**Passage**:
###
Do we believe in sola fide, "by faith alone"?  We would say we do. Lutherans and Calvinists might say we don't.  We would say we do because works never help a person become justified. They might say we don't because we believe that human will (by God's grace) cooperates with God's will in faith, and because our lack of cooperation with God's will, which leads to sinful deeds, can "unjustify" us. (By the way, Paul is on our side)

I would say that all Christians today believe in sola gratia (by grace alone) and sola Christi (by Christ alone), including the Roman Catholic Church.  This is an area where the RCC has itself reformed its understanding.  It is only by the grace of God that anyone can be saved.  No human could ever have enough merit on his or her own to deserve God's favor.  It is purely a matter of God's grace and anything we do is in response to that grace.  (From:   Quadrilateral Thoughts: Happy Reformation Day
Ah, I did not know that the Roman Catholic Church has actually removed the Canons and Anathemas of the Council of Trent.  That is a new one to me.  Unfortunately, it is an unsubstantiated claim and is in fact patently false to say that Rome teaches justification by grace alone apart from works and by the instrument of faith.  Of course Wesleyan Arminians do not believe in justification by grace alone or by imputed righteousness.  We have it on the good authority of Professor Ken Schenck in his own words above.
###
**Record excerpts**:
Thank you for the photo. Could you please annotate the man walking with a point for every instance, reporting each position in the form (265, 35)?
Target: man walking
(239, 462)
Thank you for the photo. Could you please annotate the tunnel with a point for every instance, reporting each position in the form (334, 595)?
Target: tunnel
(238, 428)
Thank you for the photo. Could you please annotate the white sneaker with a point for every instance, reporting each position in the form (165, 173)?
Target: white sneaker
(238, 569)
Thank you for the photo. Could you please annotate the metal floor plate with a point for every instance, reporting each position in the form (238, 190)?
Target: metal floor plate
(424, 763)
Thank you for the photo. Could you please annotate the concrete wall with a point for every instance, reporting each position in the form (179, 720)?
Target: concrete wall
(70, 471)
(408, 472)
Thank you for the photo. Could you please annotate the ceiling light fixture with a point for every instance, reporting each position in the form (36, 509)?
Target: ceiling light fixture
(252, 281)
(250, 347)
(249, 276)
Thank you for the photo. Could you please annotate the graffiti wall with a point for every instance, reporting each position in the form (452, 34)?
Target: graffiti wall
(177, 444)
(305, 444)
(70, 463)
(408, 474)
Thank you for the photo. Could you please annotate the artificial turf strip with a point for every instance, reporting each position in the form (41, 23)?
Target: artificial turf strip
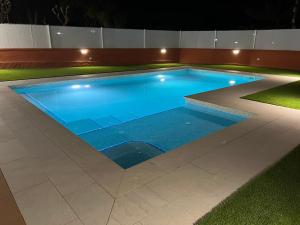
###
**The exercise**: List every Latin phrase in the passage on justification above, along with the English rendering the passage gives for each.

**Solution for this task**:
sola fide: "by faith alone"
sola gratia: "by grace alone"
sola Christi: "by Christ alone"